Given records Start Marker
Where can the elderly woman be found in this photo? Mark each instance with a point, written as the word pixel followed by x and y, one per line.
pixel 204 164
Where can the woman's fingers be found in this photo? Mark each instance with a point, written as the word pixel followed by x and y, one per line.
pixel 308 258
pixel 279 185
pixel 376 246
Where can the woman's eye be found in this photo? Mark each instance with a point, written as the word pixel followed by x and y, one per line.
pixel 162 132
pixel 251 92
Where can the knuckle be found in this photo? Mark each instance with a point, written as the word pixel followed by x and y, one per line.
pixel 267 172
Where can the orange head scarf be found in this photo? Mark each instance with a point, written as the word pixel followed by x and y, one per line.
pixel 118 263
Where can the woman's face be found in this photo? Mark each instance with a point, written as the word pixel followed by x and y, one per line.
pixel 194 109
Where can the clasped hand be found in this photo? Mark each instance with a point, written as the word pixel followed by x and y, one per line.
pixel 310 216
Given records End Marker
What the exercise asks ::
Above are some records. Print them all exactly.

Task answer ::
Where can the elderly woman be found in this photo? Mark each instance with a point, written as the word pixel followed by x and y, one per line.
pixel 204 164
Where can the woman's fingers be found in this photo? Mark each instance with a point, written as the word pixel followed by x and y, one per line.
pixel 308 258
pixel 279 185
pixel 376 246
Where can the woman's eye be found in this photo? Mark each instance with a point, written as the word pixel followed by x and y, one per line.
pixel 162 132
pixel 251 92
Where can the knuckle be found in this photo? Mark each instance with a point, written as the word pixel followed by x and y, one per line.
pixel 267 172
Where can the orange head scarf be found in this photo? Mark each instance with a point, written as the word pixel followed by x and y, one per line.
pixel 118 263
Where can the woman's face be found in this photo? Mark each instance with a point, written as the word pixel followed by x and y, one per line.
pixel 194 109
Where can the clasped hand be found in this photo? Mark each instance with a point, written as the word pixel followed by x and y, one per line.
pixel 310 216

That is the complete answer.